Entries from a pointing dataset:
## START

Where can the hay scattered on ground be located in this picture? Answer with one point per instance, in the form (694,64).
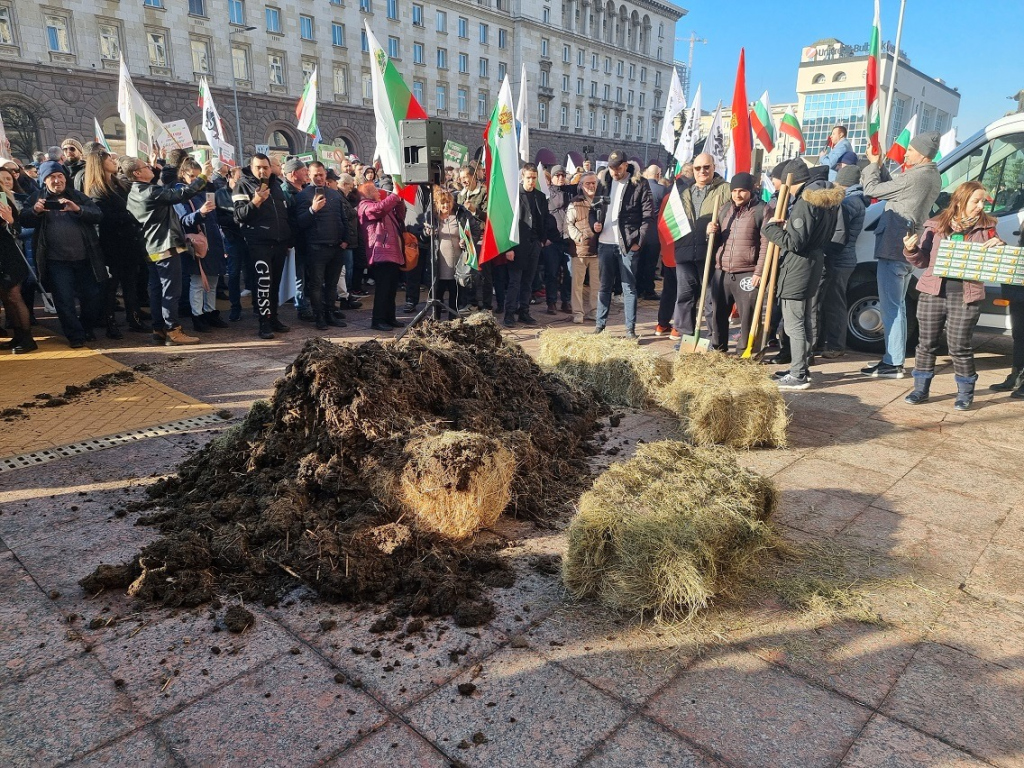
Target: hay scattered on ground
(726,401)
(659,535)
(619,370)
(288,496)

## END
## START

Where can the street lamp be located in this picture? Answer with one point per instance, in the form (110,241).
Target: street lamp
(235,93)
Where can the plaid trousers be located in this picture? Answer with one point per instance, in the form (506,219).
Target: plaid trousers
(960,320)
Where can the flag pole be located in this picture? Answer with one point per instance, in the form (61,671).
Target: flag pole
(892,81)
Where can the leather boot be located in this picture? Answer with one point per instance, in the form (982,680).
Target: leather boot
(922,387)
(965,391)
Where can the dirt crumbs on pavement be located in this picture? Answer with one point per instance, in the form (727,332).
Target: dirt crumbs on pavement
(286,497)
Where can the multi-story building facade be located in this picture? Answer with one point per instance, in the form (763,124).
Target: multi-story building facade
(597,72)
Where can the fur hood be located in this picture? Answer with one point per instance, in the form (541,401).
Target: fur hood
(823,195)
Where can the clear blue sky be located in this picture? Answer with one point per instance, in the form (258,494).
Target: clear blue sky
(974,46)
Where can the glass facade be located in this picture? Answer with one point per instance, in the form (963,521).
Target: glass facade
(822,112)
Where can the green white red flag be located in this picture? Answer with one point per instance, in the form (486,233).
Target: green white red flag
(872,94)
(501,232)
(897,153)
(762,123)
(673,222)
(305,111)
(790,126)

## END
## START

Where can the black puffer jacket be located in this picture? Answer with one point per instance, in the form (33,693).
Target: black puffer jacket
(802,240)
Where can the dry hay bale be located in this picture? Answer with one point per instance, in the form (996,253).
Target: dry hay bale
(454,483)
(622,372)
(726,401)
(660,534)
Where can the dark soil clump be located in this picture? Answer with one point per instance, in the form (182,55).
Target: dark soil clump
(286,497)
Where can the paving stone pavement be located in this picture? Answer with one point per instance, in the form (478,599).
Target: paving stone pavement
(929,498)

## END

Which lines in the records contain the string "soil"? Report each one in full, treating uppercase and lowercase letters as different.

• Reply:
Where can the dark soil clump be located in this picture? Answer with one point per instance, in the form (182,55).
Target: dark soil clump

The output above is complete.